→ INPUT RECORDS
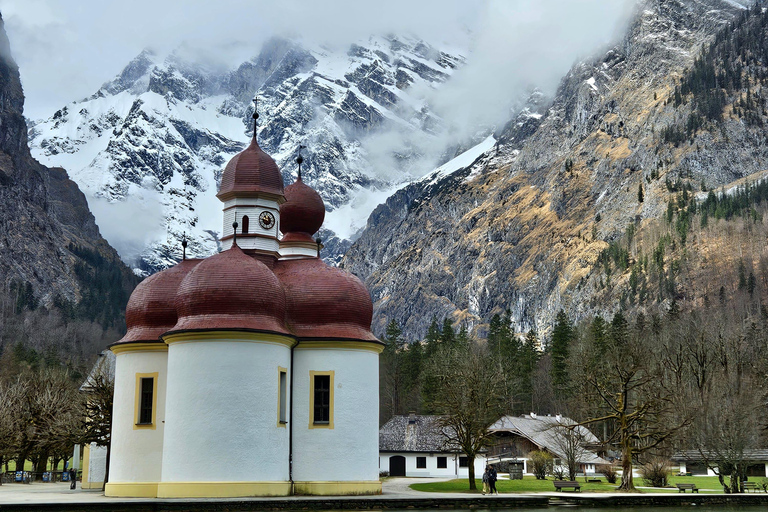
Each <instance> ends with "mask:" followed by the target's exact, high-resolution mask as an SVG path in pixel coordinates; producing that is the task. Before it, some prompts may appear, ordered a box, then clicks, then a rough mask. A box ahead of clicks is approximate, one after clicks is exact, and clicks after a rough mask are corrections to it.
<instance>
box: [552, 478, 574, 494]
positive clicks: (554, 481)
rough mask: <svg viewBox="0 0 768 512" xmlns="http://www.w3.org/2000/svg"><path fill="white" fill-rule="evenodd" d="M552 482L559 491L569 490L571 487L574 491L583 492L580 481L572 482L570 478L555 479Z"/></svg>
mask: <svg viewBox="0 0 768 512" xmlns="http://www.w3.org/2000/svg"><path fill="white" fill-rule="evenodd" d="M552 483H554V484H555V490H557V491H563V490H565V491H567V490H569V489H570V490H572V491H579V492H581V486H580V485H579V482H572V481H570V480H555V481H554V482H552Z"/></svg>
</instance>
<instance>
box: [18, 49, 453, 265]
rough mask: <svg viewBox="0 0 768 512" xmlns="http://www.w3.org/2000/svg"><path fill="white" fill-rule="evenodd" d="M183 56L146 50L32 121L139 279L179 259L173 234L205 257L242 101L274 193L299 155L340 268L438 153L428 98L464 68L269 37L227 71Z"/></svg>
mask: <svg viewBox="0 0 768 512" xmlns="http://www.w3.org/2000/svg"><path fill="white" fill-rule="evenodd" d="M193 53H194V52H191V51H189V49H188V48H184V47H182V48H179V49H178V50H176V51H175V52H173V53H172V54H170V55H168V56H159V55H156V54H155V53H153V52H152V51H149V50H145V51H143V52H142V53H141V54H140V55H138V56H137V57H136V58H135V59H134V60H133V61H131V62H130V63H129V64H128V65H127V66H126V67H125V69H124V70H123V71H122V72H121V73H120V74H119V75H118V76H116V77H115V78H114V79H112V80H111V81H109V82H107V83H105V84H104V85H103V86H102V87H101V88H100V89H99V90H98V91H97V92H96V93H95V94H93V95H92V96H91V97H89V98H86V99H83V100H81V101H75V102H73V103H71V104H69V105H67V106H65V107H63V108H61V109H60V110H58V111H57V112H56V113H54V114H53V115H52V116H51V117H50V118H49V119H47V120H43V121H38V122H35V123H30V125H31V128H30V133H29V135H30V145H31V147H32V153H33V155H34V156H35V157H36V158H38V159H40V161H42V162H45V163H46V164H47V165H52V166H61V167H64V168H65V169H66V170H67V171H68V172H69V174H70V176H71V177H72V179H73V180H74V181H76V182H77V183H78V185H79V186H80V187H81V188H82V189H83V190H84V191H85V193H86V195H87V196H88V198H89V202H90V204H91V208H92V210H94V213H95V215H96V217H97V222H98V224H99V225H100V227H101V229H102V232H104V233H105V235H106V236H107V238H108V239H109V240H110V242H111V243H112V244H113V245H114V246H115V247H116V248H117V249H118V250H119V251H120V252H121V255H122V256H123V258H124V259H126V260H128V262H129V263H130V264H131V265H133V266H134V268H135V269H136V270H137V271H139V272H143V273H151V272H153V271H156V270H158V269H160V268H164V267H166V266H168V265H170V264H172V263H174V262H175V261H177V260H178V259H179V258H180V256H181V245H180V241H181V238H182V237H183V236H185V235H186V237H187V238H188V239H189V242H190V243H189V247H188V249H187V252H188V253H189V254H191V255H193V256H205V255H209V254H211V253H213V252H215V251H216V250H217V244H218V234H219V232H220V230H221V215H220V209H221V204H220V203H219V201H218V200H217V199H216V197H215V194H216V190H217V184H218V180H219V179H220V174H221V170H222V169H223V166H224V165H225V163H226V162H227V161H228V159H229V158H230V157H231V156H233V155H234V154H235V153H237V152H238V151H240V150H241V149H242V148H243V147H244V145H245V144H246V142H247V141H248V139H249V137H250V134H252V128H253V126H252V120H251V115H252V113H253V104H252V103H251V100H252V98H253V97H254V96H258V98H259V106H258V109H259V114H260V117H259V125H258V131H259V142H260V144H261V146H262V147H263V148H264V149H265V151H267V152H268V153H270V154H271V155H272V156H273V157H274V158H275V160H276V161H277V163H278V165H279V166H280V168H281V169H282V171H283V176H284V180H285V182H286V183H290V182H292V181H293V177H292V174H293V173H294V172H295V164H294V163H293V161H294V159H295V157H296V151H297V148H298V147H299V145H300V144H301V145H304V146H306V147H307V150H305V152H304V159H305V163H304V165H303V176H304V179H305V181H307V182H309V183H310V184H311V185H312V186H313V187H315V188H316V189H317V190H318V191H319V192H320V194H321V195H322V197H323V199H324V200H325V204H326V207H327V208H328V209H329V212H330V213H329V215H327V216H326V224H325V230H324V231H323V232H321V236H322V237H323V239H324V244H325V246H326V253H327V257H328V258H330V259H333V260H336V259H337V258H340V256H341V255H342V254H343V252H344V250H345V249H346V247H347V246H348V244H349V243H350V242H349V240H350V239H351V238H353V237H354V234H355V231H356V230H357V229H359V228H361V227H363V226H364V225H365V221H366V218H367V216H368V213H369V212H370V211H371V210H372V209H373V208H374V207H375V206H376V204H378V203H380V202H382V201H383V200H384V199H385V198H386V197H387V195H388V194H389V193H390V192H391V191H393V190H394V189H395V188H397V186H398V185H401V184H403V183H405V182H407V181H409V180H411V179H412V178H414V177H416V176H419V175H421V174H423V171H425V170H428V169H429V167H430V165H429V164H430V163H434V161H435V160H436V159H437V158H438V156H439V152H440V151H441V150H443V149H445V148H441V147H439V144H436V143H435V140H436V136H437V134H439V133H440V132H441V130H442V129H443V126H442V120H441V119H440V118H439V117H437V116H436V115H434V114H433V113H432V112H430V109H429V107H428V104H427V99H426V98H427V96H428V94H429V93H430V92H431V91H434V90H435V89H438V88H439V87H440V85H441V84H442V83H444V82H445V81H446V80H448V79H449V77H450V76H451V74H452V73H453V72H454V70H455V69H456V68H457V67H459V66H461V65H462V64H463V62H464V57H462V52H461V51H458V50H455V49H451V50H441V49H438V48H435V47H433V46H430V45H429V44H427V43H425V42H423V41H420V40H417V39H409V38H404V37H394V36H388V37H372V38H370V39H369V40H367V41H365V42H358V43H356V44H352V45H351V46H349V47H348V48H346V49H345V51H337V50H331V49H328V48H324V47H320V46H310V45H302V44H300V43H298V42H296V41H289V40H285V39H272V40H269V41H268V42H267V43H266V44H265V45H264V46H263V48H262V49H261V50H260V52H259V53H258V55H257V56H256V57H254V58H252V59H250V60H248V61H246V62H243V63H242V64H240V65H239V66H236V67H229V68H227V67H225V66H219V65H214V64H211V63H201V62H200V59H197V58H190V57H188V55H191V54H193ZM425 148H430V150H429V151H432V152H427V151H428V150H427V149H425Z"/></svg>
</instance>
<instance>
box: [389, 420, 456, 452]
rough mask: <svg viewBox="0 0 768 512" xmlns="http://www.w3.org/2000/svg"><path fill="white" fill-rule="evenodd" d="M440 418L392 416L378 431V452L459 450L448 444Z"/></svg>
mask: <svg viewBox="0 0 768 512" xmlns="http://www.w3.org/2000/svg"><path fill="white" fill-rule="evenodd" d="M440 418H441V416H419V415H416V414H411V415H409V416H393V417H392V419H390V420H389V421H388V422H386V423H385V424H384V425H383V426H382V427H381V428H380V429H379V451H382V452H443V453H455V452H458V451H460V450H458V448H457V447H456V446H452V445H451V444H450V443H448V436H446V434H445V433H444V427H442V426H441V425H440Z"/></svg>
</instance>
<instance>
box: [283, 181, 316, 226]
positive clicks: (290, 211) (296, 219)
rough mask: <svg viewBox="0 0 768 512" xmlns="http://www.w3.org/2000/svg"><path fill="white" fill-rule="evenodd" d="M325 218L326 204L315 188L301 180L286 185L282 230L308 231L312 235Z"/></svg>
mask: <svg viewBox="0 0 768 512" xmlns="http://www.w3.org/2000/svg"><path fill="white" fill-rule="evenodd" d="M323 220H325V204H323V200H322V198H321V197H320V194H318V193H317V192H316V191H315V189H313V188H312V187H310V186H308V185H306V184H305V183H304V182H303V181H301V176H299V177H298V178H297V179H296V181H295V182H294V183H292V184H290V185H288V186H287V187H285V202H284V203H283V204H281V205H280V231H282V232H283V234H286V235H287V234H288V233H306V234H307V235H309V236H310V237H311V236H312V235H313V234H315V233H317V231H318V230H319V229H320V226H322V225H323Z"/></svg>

→ WHAT YOU WILL DO
Copy out whichever lines of the listing contain the word "clicks".

→ EXERCISE OUTPUT
Each <instance> ends with "mask:" followed by the target's exact, high-resolution mask as an SVG path in pixel coordinates; producing that is the task. Before it, some prompts may appear, ordered a box, then clicks, then a rough mask. A box ahead of clicks is approximate, one after clicks is exact, and clicks after a rough mask are corrections to it.
positive clicks: (554, 481)
positive clicks: (290, 211) (296, 219)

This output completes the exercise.